文書本文 »
■そのほか自動車関連/ネタなど

「欧州における自動車業界の指標」ドイツではEV購入補助金の廃止とともにEV販売が28%も減少し「補助金なしではEVが売れない」ことが明らかに。なお2月には新大臣が選出され補助金復活の可能性も

メルセデス・ベンツ

| 「補助金なしでは売れないようでは健全とは言えないが、まだまだEVが高価である以上、補助金の提供は必須かもしれない |

これでは中国の状況をとやかく言うことはできない

さて、アメリカや中国では「EVの販売が伸び」、しかし一方でそのEV需要が伸び悩んでいるのが”環境意識が世界で最も高いはずの”欧州市場。

とくにドイツでは(EV購入のための)補助金を廃止したとたんにEVの販売が27.4%も急落することとなっています。※2023年12月、ドイツ政府はEV購入者に対する最大€4,500のインセンティブを廃止している

結果的にEV(電気自動車)は市場シェアを失ってしまい、2024年の新車販売全体では、わずか13.5%を占めるにすぎなかったと報じられ、この現象についてはあるアナリストが2024年を「電動モビリティの失われた年」と表現したほど。

ヨーロッパ最大の自動車市場にてまさかの「EV低迷」

EV販売が落ち込む一方、ハイブリッド車の販売は12.7%増加し、PHEV(プラグインハイブリッド車)は9.2%増を記録していて、昨年新たに販売されたバッテリー電気自動車(BEV)はわずか380,609台にとどまり、2023年の数値から大幅に減少していますが、ヨーロッパの自動車トレンドの指標とされるドイツにとって、この結果は非常に厳しいものです。

なお、台数についてさらに言及すると、ハイブリッド車は947,398台が販売され(新車販売全体の33.6%)、PHEVだと191,905台(市場シェアは6.8%)。

皮肉なことにガソリン車は引き続き最も一般的なパワートレーンとなり、昨年は991,948台が販売されて全販売の35.2%を占めています。※1.4%ではあるが増加している

L1004670

ドイツでは再び「EV購入補助金」導入の可能性

このドイツ全土でのEV販売不振の主な原因は2023年12月末に実施された補助金廃止にあると推測されていますが、上述のとおり購入者はEV購入時に最大€4,500の補助金を受け取ることができ、製造業者も1台あたり€2,250の支援を受けていたものの、ドイツの交通大臣フォルカー・ウィッシング氏は「EV市場が政府の支援なしに自立するべきだ」と主張してこの補助金を打ち切ってしまったわけですね。

たしかに同大臣の言うことは「もっとも」で、支援がないと成り立たない市場は不健全という印象が否めず、しかし今回の反動を見るに、補助金の打ち切りはいささか時期尚早であったのかもしれません。

保存データ一覧 »

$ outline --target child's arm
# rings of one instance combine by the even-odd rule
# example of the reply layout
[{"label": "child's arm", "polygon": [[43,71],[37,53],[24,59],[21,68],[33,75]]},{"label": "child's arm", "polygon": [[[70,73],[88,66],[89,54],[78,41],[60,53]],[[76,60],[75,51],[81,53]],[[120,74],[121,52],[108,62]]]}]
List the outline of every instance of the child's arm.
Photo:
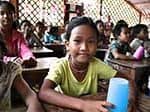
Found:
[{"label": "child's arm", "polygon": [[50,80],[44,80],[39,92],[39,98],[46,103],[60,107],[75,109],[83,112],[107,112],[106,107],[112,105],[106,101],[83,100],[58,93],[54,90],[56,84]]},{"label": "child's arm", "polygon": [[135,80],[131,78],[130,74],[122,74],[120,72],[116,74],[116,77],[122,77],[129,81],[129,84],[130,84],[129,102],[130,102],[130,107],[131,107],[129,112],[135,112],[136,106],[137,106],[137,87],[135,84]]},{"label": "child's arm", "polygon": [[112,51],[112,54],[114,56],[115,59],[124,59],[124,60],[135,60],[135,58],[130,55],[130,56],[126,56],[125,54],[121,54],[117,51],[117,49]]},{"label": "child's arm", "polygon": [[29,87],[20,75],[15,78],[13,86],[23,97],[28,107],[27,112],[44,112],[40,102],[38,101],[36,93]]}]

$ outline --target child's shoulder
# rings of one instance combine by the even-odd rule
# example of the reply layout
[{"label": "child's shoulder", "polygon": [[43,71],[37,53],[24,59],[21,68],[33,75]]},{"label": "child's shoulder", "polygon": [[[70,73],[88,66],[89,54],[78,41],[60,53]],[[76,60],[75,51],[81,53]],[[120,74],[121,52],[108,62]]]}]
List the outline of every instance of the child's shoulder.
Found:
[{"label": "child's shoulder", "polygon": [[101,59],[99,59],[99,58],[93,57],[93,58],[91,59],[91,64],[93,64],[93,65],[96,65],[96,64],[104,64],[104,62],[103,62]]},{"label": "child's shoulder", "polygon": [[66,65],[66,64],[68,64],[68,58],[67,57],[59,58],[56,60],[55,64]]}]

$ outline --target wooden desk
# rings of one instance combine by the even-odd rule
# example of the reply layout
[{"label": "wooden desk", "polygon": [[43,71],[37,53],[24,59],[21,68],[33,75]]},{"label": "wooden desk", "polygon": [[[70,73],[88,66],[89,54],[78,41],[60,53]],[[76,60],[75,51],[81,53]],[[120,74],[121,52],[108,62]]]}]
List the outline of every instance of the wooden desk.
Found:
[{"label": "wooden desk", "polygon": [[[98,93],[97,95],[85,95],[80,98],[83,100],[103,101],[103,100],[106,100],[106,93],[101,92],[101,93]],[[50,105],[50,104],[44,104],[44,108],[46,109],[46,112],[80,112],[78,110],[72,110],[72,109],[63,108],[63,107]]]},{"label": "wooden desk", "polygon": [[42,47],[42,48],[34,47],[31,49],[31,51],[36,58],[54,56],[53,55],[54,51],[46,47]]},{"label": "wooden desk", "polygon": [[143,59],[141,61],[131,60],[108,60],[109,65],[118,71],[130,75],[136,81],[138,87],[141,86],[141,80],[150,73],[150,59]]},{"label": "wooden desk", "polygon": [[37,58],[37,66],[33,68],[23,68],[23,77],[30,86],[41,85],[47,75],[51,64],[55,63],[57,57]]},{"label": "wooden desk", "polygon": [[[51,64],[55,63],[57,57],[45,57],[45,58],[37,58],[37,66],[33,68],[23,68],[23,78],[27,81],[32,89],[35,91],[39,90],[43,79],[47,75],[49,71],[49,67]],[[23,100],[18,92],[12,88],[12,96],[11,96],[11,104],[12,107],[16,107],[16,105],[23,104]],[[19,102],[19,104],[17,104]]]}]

取り組む課題 »
1. ドイツのEV販売に関する文章のうち、「皮肉なことにガソリン車は引き」から始まり「早であったのかもしれません。」で終わる部分を、一字一句変えずに書き写しなさい。
2. ドイツのEV販売に関する文章で、昨年の販売台数が具体的に示されているパワートレーンをすべて挙げ、それぞれの台数を添えなさい。
3. ドイツのEV販売に関する文章を、最後の文に続けて書き進めなさい。

解答例 »
1.
皮肉なことにガソリン車は引き続き最も一般的なパワートレーンとなり、昨年は991,948台が販売されて全販売の35.2%を占めています。※1.4%ではあるが増加している

L1004670

ドイツでは再び「EV購入補助金」導入の可能性

このドイツ全土でのEV販売不振の主な原因は2023年12月末に実施された補助金廃止にあると推測されていますが、上述のとおり購入者はEV購入時に最大€4,500の補助金を受け取ることができ、製造業者も1台あたり€2,250の支援を受けていたものの、ドイツの交通大臣フォルカー・ウィッシング氏は「EV市場が政府の支援なしに自立するべきだ」と主張してこの補助金を打ち切ってしまったわけですね。

たしかに同大臣の言うことは「もっとも」で、支援がないと成り立たない市場は不健全という印象が否めず、しかし今回の反動を見るに、補助金の打ち切りはいささか時期尚早であったのかもしれません。

2.
・バッテリー電気自動車（BEV）：380,609台
・ハイブリッド車：947,398台
・PHEV（プラグインハイブリッド車）：191,905台
・ガソリン車：991,948台

3.
ただ、EV購入に対する支援を望むドイツ人にとってすべてが失われたわけではなく、2月23日には新しい大臣が選出される予定だといい、オラフ・ショルツ首相は「EUレベルでの新たな支援プログラムが導入される可能性」を示唆しています。

実際のところ、多くの政治家が自動車産業へのさらなる支援を訴えており、EUが新たな内燃機関車の販売禁止に向けた計画を推進する中、業界全体への支援の重要性が増しており、今後の対応に注目が集まります。

L1005032

参考までにですが、この補助金打ち切りは自動車メーカーの中でも大きく明暗が分かれ、フォルクスワーゲンは市場を支配し536,888台(3.4%増)を販売して19.1%の市場シェアを確保。

しかしEVオンリーのラインアップであるテスラは販売が41%急落してわずか37,574台にとどまっていて、この結果は、補助金削減と経済の不確実性が「EV業界の巨人」にも影響を及ぼしたことを示すものにほかなりません。

一方、ハイブリッドに強いトヨタは27%増加、プジョーは44%の大幅な伸びを記録しましたが、これに対してEVへのシフトを進めていたアウディ(-18.1%)やBMW(-0.1%)は苦戦することになり、ポールスター(-49.4%)やBYD(-30.2%)などの小規模EVメーカーもEV販売不振に巻き込まれる結果となっています。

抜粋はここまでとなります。